Write out exactly the lines of the entries below from the one holding "Target: steam locomotive" to the one holding "(465, 1106)", inclusive, and leave out all other lines.
--
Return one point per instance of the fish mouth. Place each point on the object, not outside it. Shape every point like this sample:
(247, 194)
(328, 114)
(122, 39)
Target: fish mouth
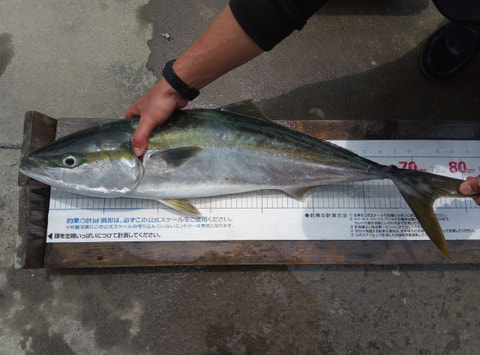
(38, 173)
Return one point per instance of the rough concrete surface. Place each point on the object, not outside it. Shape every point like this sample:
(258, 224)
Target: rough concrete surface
(354, 59)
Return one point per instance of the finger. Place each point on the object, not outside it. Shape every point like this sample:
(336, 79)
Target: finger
(132, 111)
(470, 186)
(141, 134)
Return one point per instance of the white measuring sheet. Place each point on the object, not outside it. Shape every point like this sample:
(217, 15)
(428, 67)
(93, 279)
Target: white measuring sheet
(372, 210)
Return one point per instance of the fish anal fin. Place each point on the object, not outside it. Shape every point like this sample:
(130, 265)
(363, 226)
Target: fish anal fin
(181, 205)
(176, 157)
(299, 193)
(422, 208)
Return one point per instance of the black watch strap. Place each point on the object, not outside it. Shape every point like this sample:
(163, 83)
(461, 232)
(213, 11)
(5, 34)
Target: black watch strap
(178, 84)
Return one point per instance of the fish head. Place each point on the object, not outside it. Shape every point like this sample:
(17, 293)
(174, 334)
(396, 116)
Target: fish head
(95, 162)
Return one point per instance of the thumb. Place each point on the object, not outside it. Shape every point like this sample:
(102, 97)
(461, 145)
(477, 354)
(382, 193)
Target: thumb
(470, 186)
(141, 134)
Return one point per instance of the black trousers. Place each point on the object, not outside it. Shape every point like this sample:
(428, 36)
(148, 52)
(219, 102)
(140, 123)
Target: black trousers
(467, 11)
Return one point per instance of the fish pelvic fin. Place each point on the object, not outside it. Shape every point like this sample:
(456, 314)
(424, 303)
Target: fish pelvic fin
(420, 190)
(182, 206)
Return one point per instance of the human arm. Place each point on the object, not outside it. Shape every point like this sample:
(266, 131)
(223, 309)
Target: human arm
(242, 31)
(223, 47)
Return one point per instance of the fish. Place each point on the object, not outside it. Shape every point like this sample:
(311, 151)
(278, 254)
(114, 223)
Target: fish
(227, 150)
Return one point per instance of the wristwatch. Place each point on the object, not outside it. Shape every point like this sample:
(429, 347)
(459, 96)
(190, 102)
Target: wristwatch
(178, 84)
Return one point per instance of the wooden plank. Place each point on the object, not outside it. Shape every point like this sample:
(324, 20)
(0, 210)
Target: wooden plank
(34, 196)
(82, 255)
(79, 255)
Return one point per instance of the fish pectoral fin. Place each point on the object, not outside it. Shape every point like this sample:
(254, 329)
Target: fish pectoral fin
(181, 205)
(298, 193)
(176, 157)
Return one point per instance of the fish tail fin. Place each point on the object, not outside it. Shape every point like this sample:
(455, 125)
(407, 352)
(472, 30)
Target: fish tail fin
(420, 190)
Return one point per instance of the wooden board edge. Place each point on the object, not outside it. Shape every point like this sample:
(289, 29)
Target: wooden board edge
(69, 255)
(34, 197)
(134, 254)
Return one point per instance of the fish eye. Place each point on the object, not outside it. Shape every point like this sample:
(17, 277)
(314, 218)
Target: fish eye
(69, 161)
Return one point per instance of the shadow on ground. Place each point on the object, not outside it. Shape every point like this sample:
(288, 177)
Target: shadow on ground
(394, 91)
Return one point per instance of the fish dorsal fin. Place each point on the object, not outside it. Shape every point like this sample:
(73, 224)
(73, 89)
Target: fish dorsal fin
(176, 157)
(299, 193)
(182, 206)
(245, 108)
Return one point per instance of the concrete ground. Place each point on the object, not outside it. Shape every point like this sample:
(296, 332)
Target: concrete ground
(354, 59)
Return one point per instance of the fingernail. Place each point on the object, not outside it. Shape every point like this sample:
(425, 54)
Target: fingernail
(465, 189)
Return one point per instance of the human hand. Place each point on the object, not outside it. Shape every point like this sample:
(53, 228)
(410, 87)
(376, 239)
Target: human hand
(154, 108)
(470, 187)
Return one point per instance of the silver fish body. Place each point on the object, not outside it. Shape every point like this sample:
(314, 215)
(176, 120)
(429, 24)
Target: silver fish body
(199, 153)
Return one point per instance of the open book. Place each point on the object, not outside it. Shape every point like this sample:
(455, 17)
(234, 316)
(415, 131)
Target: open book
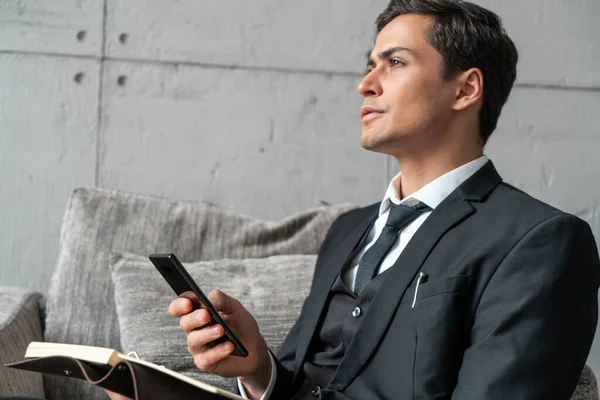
(117, 372)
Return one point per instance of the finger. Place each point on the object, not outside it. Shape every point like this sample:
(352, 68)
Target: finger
(192, 321)
(116, 396)
(208, 360)
(180, 307)
(198, 341)
(224, 303)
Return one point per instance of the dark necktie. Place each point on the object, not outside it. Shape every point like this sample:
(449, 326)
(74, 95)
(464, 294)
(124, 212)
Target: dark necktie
(399, 217)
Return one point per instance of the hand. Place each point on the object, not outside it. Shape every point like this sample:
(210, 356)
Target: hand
(254, 370)
(116, 396)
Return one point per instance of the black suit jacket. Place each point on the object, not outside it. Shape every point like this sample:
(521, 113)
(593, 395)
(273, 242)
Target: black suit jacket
(509, 309)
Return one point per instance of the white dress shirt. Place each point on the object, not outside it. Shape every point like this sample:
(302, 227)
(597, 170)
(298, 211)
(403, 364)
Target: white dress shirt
(431, 194)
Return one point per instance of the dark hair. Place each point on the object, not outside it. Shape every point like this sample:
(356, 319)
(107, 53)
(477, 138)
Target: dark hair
(467, 36)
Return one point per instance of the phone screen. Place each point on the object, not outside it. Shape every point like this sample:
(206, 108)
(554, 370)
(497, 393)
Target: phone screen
(184, 286)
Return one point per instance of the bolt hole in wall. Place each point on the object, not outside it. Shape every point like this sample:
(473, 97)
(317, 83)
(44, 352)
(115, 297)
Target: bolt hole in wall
(79, 77)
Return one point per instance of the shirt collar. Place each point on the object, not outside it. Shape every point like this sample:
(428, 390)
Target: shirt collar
(435, 191)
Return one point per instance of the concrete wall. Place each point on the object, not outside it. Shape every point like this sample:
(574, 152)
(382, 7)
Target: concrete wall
(252, 105)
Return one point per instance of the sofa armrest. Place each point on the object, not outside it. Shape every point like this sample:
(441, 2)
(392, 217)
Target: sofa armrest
(587, 388)
(21, 316)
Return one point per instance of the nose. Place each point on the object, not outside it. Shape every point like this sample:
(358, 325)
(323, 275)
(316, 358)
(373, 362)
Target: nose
(369, 86)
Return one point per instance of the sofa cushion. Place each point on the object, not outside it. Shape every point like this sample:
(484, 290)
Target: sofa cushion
(80, 301)
(272, 289)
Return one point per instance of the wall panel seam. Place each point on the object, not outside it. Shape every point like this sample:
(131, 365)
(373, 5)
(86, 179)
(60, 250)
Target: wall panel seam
(100, 96)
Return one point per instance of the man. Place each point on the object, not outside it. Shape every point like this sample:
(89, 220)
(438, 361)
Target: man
(456, 285)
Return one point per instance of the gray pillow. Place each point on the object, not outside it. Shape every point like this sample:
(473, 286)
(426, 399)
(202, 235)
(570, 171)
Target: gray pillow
(272, 289)
(80, 301)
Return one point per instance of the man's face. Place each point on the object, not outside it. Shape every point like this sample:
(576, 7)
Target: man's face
(406, 98)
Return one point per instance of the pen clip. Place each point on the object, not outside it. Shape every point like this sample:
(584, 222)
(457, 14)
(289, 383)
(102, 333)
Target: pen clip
(422, 277)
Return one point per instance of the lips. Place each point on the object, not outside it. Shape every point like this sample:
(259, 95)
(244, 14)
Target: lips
(367, 113)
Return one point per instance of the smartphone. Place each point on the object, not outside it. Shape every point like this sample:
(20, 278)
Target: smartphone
(184, 286)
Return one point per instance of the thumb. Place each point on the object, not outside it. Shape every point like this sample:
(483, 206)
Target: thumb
(224, 303)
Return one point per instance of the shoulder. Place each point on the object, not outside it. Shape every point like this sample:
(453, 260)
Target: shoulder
(508, 201)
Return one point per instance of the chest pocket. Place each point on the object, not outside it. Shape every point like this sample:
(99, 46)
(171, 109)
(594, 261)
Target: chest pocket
(437, 287)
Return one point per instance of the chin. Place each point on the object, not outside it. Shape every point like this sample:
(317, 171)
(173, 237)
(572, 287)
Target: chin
(374, 141)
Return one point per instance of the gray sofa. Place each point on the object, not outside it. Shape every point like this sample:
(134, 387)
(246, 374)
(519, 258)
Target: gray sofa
(104, 292)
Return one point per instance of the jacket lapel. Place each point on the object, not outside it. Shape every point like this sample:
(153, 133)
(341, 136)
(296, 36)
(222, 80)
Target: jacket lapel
(454, 209)
(328, 269)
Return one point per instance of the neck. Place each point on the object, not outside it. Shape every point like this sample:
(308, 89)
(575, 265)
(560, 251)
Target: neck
(420, 168)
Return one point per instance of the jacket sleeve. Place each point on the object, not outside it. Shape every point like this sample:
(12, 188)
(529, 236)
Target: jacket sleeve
(535, 320)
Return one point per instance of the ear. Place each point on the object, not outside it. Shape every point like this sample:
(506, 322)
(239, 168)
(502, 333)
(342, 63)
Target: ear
(469, 90)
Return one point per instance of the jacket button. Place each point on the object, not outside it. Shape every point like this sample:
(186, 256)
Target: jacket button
(316, 392)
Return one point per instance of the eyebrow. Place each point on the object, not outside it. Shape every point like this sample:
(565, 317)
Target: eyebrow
(388, 53)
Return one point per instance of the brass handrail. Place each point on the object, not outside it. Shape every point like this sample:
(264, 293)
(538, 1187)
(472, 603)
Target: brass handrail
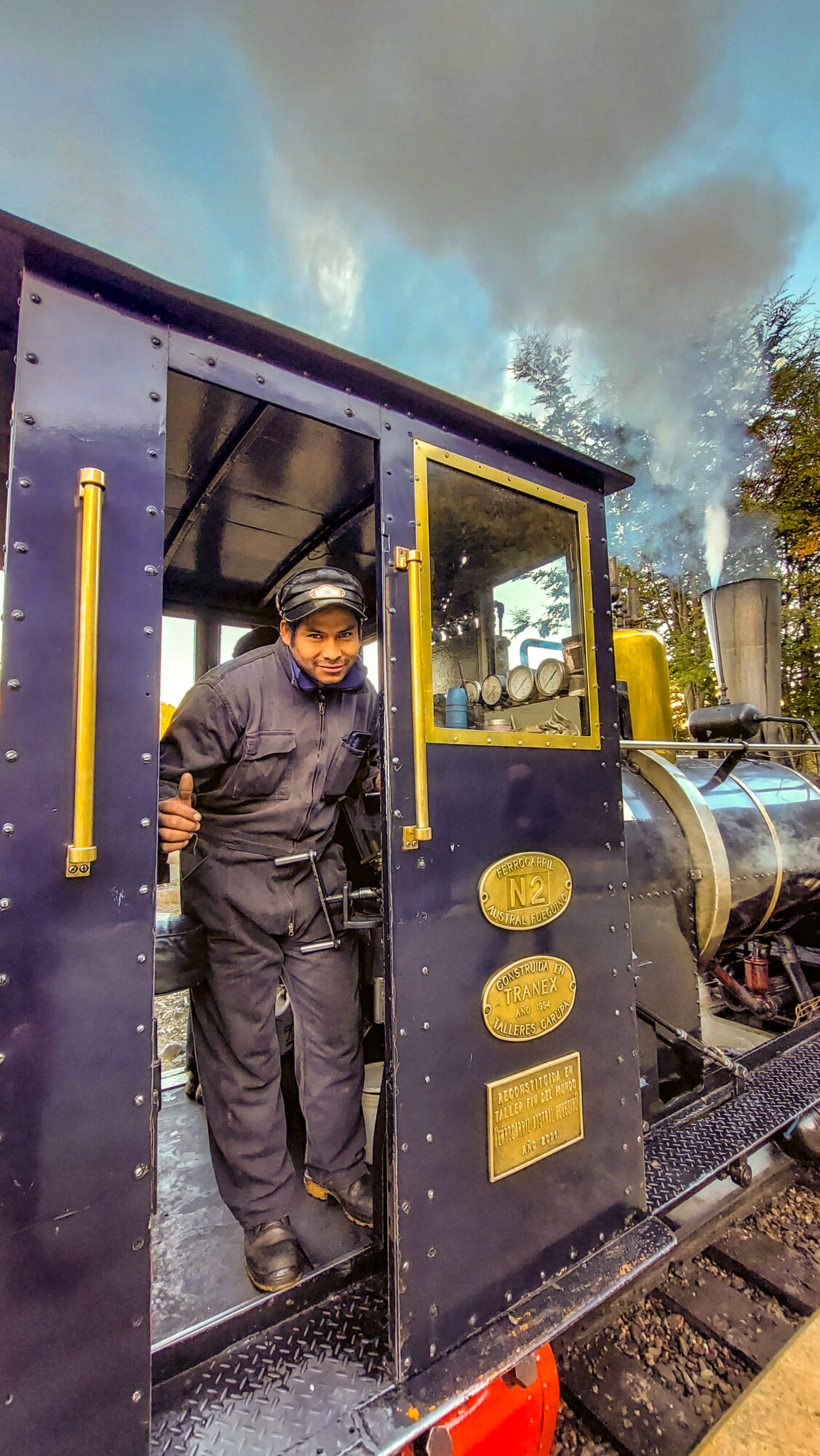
(410, 561)
(81, 852)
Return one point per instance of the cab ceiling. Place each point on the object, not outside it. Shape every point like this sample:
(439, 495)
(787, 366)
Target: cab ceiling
(255, 493)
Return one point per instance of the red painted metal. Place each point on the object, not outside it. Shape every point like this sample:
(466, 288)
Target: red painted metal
(505, 1417)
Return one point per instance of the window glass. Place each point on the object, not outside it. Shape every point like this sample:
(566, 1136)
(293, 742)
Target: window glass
(228, 638)
(178, 665)
(506, 609)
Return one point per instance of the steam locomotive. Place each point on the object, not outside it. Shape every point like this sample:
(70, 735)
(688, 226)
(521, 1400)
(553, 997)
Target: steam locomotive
(594, 984)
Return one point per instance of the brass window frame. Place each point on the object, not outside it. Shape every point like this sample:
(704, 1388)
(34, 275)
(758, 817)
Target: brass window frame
(422, 455)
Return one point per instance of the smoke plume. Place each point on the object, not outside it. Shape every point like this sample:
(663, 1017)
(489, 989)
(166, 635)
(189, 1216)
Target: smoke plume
(568, 155)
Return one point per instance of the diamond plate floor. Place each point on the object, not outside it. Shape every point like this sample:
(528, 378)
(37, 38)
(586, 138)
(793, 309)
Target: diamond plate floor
(292, 1390)
(685, 1151)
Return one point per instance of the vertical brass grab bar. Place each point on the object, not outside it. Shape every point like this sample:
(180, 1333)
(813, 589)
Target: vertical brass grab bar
(81, 852)
(410, 561)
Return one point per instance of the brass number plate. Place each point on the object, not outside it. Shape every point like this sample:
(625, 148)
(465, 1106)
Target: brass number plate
(527, 1000)
(533, 1115)
(525, 890)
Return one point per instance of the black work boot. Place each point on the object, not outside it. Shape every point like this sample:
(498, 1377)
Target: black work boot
(272, 1256)
(355, 1199)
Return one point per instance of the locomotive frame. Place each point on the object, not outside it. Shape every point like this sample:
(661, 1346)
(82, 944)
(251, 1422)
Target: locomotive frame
(479, 1273)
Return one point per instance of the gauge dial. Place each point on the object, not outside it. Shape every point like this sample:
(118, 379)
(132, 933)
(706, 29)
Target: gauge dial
(552, 676)
(492, 689)
(521, 682)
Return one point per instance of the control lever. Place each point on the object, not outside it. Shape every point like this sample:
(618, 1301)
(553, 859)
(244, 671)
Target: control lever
(348, 899)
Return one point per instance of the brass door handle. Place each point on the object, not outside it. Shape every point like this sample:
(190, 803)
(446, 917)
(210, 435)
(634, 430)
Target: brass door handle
(410, 561)
(81, 851)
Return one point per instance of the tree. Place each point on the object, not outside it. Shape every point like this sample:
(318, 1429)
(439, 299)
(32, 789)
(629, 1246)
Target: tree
(789, 486)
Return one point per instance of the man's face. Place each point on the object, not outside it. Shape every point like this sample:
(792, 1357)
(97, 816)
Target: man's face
(326, 644)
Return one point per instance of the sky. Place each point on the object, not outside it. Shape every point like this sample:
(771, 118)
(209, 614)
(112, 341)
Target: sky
(421, 184)
(178, 142)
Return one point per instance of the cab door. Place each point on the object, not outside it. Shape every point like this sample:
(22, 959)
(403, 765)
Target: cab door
(517, 1129)
(79, 719)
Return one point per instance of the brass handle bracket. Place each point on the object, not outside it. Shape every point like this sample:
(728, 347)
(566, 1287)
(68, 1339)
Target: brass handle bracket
(409, 560)
(81, 852)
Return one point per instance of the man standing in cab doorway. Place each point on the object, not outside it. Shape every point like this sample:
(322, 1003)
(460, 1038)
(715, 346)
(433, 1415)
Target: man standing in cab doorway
(269, 745)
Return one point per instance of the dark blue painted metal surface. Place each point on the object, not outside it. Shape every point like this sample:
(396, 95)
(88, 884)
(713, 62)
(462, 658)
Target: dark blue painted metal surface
(466, 1249)
(77, 956)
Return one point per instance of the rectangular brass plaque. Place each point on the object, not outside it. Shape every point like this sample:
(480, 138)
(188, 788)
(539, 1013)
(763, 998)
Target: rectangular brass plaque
(534, 1115)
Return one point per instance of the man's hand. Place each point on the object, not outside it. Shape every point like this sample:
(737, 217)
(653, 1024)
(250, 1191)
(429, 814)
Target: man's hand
(178, 818)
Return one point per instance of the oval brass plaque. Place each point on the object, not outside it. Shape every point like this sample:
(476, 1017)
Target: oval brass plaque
(525, 890)
(527, 1000)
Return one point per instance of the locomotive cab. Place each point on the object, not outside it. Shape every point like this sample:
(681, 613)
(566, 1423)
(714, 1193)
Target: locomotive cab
(175, 456)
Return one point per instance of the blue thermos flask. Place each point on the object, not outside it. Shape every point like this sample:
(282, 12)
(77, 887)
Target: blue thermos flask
(455, 708)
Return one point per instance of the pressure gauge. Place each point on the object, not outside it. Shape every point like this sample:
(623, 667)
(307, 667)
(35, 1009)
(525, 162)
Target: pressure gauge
(552, 676)
(521, 684)
(492, 689)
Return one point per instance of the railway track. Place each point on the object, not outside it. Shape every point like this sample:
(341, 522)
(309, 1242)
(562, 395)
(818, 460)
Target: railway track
(653, 1377)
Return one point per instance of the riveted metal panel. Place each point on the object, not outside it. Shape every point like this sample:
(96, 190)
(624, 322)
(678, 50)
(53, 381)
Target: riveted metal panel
(463, 1249)
(77, 954)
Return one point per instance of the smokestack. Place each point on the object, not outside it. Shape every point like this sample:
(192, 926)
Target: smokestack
(744, 622)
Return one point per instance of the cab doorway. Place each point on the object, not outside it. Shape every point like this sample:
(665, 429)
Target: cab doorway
(253, 494)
--
Task output:
Target: steam locomotive
(594, 984)
Return one point per instance of the brass window frame. Place each point on the object, not outside it. Shape every point like this sample:
(704, 1388)
(34, 275)
(758, 817)
Target: brass window frame
(422, 455)
Return one point per instance of the smoke plume. Place each point on the object, not outside it. Shape every point like this sample:
(663, 1017)
(489, 989)
(166, 635)
(189, 1216)
Target: smoke plume
(568, 155)
Return one point per instance of the diamond plate floor. Place each point on the object, not outside it. Shape every point like this sample:
(528, 378)
(37, 38)
(586, 138)
(793, 309)
Target: diamond plate floor
(292, 1390)
(685, 1151)
Return one point per instance of the vertical brass grab bar. Place each point on the object, not outside it. Shape every point like this sample:
(180, 1333)
(813, 589)
Target: vertical brass grab bar
(81, 852)
(410, 561)
Return one point per instance of the brass number plate. Place each point on the object, not outside it. Shape every point like this sample:
(625, 148)
(465, 1106)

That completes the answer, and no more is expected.